The Army and the Indonesian Genocide: Mechanics of Mass Murder
by Jess Melvin
Routledge, 319 pp., $140.00
The Killing Season: A History of the Indonesian Massacres, 1965–66
by Geoffrey B. Robinson
Princeton University Press, 429 pp., $35.00
Chinese premier Zhou Enlai and Indonesian president Sukarno aboard a cruise on the Nile River, Cairo, July 1965
On a baking hot afternoon in 2010, Jess Melvin, a young scholar from Australia, walked out of a government archive in Banda Aceh carrying a cardboard box. It was brimming with three thousand photocopied documents from the Indonesian army, and Melvin could barely believe her luck. These documents prove what has always been officially denied: the Indonesian army deliberately planned the 1965–1966 massacre in which up to a million suspected Communists died, one of the worst but least-known mass killings of the twentieth century.
Melvin’s astonishing discovery forms the core of her groundbreaking book The Army and the Indonesian Genocide: Mechanics of Mass Murder. She chronicles what happened after October 1, 1965, when six high-ranking army generals were yanked from their homes in the early hours of the morning and murdered by left-leaning junior officers who called themselves the 30 September Movement. They claimed they were forestalling a coup by a CIA-backed group of anti-Communist generals. Within hours, the junior officers were outmaneuvered by Major General Suharto, who staged a counter-coup and blamed the Communist Party of Indonesia (PKI) for the murders. By the end of the day, Suharto sent out orders to “completely annihilate” the 30 September Movement “down to the roots,” according to an army document Melvin discovered.

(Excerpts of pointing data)
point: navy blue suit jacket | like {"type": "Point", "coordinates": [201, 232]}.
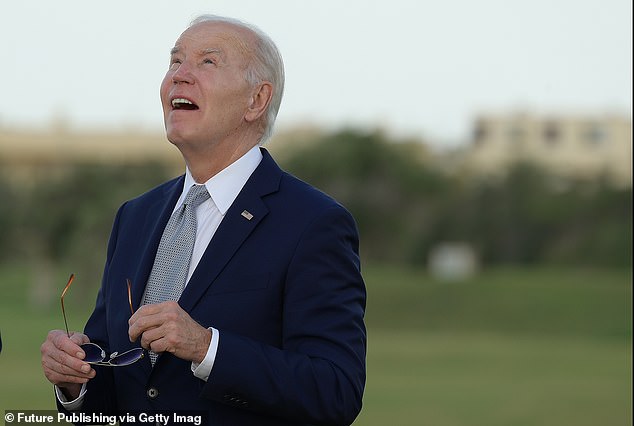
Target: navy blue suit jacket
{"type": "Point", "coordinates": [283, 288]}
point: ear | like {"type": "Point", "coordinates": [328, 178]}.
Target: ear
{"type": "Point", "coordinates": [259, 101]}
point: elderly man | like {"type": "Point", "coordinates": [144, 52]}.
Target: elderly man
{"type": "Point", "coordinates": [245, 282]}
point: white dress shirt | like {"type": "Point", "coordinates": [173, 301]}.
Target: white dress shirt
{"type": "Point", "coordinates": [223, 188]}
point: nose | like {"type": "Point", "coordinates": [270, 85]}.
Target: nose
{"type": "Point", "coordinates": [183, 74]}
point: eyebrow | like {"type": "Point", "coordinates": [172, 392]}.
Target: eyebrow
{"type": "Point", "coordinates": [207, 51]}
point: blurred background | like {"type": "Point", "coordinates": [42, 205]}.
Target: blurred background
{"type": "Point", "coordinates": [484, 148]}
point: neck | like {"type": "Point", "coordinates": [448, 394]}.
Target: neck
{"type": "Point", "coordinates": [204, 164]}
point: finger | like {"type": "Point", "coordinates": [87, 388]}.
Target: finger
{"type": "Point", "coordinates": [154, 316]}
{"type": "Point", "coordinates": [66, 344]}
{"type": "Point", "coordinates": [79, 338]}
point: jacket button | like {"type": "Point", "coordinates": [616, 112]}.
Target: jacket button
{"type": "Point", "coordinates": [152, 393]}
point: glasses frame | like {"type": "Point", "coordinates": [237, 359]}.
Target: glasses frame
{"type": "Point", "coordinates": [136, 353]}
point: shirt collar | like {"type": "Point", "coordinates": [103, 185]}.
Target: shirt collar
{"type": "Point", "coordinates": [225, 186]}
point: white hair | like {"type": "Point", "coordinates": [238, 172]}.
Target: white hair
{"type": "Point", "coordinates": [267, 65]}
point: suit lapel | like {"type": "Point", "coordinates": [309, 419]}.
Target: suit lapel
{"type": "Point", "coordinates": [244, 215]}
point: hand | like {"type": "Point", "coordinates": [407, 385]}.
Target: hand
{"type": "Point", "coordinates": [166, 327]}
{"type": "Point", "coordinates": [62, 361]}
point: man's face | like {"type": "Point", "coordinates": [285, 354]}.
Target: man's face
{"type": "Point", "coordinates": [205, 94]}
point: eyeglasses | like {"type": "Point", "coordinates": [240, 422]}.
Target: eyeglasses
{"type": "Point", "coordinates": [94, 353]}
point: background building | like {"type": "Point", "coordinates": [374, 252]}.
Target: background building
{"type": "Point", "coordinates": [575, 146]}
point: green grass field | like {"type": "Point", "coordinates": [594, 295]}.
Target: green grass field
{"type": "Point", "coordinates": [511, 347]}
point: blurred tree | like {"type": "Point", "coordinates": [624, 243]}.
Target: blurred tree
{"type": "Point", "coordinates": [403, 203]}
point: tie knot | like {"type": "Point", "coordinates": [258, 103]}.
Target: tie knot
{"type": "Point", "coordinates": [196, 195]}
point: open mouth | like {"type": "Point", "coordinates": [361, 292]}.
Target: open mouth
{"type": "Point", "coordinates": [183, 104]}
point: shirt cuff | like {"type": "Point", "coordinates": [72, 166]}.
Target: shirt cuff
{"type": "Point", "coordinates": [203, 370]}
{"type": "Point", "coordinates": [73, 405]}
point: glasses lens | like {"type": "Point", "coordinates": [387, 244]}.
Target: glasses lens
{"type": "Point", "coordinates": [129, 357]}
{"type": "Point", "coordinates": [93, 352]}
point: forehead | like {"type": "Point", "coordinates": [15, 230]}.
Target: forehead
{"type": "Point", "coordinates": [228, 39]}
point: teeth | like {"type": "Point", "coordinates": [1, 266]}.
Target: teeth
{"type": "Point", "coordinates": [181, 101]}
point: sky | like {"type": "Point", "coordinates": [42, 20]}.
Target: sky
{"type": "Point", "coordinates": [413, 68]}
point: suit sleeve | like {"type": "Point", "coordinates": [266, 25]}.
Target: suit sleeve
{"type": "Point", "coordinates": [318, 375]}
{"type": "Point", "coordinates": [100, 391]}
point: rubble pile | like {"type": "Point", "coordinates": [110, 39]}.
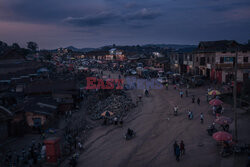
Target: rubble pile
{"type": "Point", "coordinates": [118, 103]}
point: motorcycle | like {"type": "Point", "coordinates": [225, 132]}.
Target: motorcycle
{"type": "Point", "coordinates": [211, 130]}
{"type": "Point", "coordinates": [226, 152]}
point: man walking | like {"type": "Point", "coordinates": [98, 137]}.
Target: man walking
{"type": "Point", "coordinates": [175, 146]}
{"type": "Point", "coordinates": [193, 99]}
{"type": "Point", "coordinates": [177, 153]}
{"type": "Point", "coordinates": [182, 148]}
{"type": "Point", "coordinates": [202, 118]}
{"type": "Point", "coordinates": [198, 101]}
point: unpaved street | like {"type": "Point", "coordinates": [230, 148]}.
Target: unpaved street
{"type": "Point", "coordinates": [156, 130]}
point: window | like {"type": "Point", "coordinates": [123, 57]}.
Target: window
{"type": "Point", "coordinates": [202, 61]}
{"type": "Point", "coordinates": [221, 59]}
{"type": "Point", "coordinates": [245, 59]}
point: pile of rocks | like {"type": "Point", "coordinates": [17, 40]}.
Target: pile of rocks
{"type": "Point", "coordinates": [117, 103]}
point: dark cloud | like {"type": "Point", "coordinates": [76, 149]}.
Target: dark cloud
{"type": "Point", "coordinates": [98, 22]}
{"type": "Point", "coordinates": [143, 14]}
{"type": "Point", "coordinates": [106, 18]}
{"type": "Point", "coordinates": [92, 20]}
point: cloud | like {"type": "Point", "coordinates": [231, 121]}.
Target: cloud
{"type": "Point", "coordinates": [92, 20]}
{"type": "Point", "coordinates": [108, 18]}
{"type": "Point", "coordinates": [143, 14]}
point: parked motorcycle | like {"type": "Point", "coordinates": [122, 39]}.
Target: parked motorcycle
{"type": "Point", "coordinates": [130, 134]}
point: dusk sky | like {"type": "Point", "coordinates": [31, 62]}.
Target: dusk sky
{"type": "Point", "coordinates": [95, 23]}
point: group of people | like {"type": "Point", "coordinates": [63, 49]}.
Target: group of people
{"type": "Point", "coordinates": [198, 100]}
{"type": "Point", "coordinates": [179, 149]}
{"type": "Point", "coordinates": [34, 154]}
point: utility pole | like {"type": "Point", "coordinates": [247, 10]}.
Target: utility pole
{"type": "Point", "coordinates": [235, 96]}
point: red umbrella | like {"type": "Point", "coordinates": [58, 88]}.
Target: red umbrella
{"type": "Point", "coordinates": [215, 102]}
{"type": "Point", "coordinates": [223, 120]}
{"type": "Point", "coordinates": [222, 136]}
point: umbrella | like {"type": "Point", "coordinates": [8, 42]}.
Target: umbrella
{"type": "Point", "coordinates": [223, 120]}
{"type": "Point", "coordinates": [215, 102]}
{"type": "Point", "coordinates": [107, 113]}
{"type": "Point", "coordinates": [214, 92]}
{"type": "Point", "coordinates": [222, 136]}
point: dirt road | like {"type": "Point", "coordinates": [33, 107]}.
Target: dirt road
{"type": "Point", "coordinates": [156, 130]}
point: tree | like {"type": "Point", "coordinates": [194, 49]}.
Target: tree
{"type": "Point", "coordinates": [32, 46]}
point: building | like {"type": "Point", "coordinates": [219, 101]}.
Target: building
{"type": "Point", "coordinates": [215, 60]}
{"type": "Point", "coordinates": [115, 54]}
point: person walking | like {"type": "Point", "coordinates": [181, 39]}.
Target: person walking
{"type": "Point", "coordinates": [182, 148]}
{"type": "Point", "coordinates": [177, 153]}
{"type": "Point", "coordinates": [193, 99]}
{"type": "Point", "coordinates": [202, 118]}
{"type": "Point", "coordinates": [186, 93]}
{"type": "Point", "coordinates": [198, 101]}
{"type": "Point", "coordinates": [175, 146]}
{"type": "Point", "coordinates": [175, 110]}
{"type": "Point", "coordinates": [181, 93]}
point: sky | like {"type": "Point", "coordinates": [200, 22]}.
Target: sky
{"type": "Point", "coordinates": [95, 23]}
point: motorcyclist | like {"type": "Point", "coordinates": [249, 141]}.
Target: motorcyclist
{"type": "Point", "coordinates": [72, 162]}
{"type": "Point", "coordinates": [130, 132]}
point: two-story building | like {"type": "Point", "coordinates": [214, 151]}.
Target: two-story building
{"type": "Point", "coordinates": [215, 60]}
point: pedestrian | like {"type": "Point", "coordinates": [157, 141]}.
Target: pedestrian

**Given request 1:**
Update the passage on the Indonesian massacres from "Melvin’s astonishing discovery" up to and including "document Melvin discovered.", replacing "Suharto" with "Soeharto".
**Given request 2:**
In two sentences, summarize the review of the books on the Indonesian massacres.
**Given request 3:**
Proceed with the review of the books on the Indonesian massacres, picking up after its final sentence.
None of the items have any bearing on this work.

**Task output 1:**
Melvin’s astonishing discovery forms the core of her groundbreaking book The Army and the Indonesian Genocide: Mechanics of Mass Murder. She chronicles what happened after October 1, 1965, when six high-ranking army generals were yanked from their homes in the early hours of the morning and murdered by left-leaning junior officers who called themselves the 30 September Movement. They claimed they were forestalling a coup by a CIA-backed group of anti-Communist generals. Within hours, the junior officers were outmaneuvered by Major General Soeharto, who staged a counter-coup and blamed the Communist Party of Indonesia (PKI) for the murders. By the end of the day, Soeharto sent out orders to “completely annihilate” the 30 September Movement “down to the roots,” according to an army document Melvin discovered.

**Task output 2:**
In 2010, Jess Melvin carried three thousand photocopied Indonesian army documents out of a government archive in Banda Aceh, and they prove that the army deliberately planned the 1965–1966 massacre in which up to a million suspected Communists died. Her book built on that discovery traces how, after junior officers of the 30 September Movement murdered six generals on October 1, 1965, Major General Suharto staged a counter-coup, blamed the PKI, and ordered the movement annihilated "down to the roots."

**Task output 3:**
Melvin’s book will forever alter the telling of what happened next. Suharto, relying on an army command structure outside the control of the revolutionary leader and president-for-life Sukarno, issued orders to carry out mass killings. The documents Melvin uses to explain how the army planned and organized the killings shatter the official narrative that has prevailed for more than fifty years and continues to be taught to Indonesian schoolchildren today. This narrative holds that God-fearing, anti-Communist Indonesians, provoked for years by the PKI and outraged by the 30 September Movement’s treacherous murder of the generals, rose up in a frenzy to annihilate the PKI across the archipelago of 17,000 islands. According to the official 1966 Fact Finding Commission, the army could not contain the violence of the masses. Indonesia’s official history describes civilians seeking revenge, and there is no mention of the military’s participation in the killings. In fact, as Melvin’s book and other new scholarship show, Suharto instituted martial law, leaving the flamboyant leftist-turned-autocrat Sukarno stuck in the presidential palace as his supposedly unrivaled power dwindled away.
Melvin offers a fascinating day-by-day chronicle, based on the archival army documents and the 1965 annual report of the army commander in the northern province of Aceh, unearthed in a Dutch library. The documents reveal the army’s plan to pin the murder of the generals on the PKI and then wipe it out. The army took control of all newspapers and radio, and propaganda—including the fake and endlessly repeated story of how Communist women danced around the kidnapped generals as they castrated them and gouged out their eyes—played a huge part in whipping up support within Muslim militias, mostly organized by the army, for rounding up, detaining, and then killing suspected Communists.
The army’s own chronology, which Melvin annotates, shows how the provincial military commander would go to a town, denounce the PKI, organize a public demonstration, oversee the creation of militias and death squads, and then oversee the killings. They usually started with public executions of well-known PKI members and then escalated into mass roundups. According to Melvin, “The pogroms and public killings broke down normal social bonds and established violence as the manner in which the military’s campaign was to be pursued.”
In addition to proving the army’s involvement, the documents show that the tactics and scale of the killings evolved both for the army and for local civilians, who were often coerced into killing by the logic of “you are with us or against us.” Over the following weeks and months, annihilating the 30 September Movement morphed into annihilating the PKI. Melvin writes that it remains unclear if the army intended killings on such a vast scale. At some point, either because the army was unable to feed all the detainees or because the pogrom took on a life of its own, the army decided to kill them.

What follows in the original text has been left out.